## [Prompt]
Rescale the stretch of records below from the line containing "Please indicate the small" through the line containing "(1155, 707)". Reproduce every line in it, requests included, with each point coordinate in the answers multiplied by 1.75 and rounded to a whole number (halves up), and output only those lines.

## [Records to use]
_ _ _

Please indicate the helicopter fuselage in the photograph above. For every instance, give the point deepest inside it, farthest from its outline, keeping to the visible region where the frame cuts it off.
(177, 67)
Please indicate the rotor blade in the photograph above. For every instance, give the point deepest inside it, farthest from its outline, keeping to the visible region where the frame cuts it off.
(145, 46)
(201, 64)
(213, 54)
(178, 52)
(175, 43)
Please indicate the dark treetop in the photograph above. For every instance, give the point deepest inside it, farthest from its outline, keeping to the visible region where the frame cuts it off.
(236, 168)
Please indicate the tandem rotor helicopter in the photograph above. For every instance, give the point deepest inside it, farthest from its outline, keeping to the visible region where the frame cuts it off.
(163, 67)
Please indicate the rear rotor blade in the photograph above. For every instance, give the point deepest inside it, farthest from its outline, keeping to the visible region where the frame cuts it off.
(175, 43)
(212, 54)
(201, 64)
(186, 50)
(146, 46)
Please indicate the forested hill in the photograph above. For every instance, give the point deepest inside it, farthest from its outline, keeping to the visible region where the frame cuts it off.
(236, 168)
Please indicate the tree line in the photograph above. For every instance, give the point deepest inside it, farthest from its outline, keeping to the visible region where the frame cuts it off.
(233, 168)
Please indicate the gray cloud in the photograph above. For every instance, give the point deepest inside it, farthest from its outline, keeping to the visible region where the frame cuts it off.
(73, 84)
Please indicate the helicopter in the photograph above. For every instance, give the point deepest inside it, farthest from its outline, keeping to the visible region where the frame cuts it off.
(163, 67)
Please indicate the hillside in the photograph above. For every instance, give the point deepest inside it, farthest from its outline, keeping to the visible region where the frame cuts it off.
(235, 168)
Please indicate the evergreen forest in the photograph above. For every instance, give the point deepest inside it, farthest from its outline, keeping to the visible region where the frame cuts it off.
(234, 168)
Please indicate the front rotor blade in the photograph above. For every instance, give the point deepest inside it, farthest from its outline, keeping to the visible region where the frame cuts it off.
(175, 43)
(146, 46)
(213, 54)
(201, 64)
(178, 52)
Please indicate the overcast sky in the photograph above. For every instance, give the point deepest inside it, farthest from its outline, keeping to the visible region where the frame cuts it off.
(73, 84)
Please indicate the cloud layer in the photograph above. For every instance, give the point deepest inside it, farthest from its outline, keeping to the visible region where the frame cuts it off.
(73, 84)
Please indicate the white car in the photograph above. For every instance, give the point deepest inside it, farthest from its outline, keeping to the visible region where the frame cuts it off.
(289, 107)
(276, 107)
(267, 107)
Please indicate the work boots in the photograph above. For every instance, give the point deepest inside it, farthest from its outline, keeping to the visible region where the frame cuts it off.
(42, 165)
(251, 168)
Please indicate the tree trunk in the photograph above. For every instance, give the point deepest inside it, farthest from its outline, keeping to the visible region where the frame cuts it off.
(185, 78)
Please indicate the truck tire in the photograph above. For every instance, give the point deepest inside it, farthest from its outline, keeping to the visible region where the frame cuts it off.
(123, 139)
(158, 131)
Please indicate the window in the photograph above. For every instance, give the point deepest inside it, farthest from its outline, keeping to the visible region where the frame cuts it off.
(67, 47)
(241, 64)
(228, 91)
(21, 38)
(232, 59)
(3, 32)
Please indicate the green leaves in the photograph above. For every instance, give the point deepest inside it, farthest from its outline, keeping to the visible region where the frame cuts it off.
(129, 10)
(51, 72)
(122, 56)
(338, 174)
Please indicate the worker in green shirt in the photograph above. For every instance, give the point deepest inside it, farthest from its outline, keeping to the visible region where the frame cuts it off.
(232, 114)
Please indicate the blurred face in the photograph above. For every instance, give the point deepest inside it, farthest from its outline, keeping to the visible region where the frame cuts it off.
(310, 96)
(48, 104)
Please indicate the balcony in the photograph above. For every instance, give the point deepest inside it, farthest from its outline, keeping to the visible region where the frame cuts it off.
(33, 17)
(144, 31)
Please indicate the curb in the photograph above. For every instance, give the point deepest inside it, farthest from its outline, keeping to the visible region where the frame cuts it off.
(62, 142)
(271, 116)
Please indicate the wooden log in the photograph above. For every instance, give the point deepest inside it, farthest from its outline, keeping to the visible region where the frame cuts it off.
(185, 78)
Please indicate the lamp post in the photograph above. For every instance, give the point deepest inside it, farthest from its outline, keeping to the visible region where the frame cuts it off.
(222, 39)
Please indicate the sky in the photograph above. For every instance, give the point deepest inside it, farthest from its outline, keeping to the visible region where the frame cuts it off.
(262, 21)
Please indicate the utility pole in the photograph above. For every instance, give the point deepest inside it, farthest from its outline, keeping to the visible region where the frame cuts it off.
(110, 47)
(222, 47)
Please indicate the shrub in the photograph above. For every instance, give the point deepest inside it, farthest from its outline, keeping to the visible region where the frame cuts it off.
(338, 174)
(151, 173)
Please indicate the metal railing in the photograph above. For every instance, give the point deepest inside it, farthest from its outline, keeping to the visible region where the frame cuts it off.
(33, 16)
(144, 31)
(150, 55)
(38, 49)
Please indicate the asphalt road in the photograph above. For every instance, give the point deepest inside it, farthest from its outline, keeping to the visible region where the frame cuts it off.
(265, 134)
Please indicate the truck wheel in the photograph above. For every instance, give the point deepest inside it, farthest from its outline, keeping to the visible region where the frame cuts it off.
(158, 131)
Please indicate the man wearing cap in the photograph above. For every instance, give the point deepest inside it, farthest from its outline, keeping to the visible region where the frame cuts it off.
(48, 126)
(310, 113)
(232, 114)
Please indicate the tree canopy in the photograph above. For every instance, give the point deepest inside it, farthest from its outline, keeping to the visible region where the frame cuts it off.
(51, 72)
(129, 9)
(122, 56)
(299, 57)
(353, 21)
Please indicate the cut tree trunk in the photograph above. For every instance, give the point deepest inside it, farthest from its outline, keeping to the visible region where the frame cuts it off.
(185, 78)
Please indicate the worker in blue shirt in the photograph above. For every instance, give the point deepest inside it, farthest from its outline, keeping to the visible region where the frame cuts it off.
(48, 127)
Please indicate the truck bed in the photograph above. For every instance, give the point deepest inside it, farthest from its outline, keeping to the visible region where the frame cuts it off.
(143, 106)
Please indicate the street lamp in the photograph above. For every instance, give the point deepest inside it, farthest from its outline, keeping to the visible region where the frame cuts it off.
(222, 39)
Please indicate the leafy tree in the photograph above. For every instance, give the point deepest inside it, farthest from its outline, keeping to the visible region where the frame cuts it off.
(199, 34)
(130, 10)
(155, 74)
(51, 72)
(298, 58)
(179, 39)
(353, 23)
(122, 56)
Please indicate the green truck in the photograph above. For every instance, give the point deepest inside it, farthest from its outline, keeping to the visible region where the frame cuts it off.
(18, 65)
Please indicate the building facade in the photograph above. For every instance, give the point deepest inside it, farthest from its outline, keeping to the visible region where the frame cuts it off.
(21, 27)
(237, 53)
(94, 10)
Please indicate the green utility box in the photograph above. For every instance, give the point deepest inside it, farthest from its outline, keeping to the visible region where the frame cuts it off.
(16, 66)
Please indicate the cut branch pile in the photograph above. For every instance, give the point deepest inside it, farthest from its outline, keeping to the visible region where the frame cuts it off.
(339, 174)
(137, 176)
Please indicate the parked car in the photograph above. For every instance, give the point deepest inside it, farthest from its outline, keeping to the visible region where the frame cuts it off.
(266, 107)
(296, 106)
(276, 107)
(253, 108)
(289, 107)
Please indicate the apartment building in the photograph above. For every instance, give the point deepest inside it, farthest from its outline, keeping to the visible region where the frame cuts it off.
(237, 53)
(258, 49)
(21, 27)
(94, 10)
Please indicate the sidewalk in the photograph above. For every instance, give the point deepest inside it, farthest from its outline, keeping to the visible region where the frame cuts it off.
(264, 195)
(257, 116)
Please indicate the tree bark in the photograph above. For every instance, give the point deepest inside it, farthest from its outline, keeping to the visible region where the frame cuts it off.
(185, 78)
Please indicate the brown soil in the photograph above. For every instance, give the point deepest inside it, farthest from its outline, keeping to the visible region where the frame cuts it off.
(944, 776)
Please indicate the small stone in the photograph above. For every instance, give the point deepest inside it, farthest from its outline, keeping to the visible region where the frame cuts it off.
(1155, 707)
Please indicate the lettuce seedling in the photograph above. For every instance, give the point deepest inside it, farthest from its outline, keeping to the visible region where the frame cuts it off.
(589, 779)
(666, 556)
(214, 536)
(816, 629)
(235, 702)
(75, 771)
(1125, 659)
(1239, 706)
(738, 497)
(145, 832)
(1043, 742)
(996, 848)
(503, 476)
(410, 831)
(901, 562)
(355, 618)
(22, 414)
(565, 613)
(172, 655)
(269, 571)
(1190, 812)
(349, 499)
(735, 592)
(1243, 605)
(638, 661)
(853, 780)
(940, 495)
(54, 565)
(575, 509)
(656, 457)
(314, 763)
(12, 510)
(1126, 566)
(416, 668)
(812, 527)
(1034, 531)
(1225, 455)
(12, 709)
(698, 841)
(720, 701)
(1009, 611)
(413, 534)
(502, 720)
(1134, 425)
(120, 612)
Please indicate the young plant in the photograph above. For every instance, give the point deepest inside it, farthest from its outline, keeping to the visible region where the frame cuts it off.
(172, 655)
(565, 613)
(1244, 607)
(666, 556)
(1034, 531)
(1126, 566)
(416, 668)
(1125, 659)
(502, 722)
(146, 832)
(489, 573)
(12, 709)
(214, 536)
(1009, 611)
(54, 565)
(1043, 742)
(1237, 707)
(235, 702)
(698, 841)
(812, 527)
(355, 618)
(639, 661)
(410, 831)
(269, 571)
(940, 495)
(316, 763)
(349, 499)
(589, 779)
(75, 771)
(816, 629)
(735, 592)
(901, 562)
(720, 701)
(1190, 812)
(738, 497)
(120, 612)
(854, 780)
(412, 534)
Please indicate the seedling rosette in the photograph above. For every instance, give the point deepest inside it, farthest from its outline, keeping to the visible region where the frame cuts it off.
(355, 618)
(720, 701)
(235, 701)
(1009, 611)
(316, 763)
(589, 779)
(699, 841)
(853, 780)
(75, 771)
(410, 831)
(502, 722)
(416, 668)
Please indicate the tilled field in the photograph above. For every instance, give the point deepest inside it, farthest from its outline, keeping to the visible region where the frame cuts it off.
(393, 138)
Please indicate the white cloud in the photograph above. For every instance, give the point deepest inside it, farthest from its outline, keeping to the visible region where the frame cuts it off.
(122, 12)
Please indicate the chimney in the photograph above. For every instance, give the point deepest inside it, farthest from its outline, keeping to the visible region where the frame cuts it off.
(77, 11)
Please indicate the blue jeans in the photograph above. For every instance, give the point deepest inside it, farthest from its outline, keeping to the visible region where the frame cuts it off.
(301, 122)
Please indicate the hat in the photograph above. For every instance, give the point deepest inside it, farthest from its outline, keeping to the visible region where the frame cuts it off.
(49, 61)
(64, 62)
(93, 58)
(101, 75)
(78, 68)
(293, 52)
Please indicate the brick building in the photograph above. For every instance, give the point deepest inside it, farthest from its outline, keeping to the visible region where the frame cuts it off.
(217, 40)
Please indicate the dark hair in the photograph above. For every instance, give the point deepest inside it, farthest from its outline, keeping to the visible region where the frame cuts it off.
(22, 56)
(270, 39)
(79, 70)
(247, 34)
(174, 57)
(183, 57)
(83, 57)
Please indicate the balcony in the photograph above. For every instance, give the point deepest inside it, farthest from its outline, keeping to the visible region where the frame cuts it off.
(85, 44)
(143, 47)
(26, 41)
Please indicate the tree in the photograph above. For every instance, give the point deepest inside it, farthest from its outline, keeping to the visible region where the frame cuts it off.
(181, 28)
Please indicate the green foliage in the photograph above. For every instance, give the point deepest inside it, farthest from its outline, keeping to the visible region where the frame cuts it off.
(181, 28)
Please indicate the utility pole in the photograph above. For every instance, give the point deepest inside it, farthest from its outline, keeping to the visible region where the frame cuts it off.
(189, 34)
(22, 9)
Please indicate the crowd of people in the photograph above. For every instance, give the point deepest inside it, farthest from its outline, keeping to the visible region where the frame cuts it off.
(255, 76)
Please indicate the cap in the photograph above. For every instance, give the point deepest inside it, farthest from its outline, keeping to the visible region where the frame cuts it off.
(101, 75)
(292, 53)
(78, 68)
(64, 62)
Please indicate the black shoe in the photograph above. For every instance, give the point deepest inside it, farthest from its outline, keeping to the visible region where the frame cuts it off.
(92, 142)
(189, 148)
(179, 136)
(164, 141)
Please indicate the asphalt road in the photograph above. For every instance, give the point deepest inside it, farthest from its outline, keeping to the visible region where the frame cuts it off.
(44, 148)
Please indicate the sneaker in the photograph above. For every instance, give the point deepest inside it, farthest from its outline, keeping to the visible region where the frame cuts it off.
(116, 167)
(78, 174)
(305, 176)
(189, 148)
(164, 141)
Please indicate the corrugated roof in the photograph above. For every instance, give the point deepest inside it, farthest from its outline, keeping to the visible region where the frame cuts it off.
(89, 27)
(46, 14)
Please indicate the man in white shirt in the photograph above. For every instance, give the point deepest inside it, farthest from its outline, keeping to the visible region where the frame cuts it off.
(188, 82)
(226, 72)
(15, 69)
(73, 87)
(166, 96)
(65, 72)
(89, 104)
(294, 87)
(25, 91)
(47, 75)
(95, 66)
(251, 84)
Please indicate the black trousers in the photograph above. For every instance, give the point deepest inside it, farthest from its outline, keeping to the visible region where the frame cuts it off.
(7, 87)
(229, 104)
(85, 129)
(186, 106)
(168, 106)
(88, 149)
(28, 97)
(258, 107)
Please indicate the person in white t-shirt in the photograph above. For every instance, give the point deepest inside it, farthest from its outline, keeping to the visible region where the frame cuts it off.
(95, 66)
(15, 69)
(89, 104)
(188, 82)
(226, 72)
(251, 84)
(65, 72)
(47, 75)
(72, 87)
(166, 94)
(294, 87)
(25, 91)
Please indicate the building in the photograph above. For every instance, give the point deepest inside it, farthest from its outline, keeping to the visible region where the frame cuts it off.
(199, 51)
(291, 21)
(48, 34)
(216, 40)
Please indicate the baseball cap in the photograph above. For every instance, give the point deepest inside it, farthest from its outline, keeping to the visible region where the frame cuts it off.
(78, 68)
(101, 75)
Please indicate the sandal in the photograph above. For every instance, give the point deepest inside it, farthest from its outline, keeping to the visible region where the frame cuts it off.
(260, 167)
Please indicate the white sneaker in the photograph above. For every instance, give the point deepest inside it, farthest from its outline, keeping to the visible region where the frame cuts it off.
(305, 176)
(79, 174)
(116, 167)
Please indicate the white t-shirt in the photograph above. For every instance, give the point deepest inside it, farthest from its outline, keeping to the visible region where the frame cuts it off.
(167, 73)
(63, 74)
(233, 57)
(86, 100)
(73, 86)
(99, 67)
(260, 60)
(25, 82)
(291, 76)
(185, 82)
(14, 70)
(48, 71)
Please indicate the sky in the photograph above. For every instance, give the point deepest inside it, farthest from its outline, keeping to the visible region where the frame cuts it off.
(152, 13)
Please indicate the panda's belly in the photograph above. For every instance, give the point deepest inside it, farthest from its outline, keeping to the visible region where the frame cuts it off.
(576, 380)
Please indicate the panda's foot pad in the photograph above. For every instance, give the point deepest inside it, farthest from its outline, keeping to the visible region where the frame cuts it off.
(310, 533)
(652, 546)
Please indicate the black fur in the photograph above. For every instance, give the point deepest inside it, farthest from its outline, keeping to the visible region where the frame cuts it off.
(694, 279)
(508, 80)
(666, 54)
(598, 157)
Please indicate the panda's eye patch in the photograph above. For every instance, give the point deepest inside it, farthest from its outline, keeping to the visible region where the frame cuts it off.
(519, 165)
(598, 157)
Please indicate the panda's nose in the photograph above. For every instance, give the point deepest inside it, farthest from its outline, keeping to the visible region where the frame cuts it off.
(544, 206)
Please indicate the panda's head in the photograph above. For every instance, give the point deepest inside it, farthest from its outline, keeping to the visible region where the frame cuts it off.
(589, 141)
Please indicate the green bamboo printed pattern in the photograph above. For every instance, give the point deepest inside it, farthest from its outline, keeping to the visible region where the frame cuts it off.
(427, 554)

_ _ _

## [Finished answer]
Please indicate the small stone in the photograph above. For every instance, give the point deepest inside it, farthest from its outline, keeping to the visible region where the frame cuts it off.
(2021, 1237)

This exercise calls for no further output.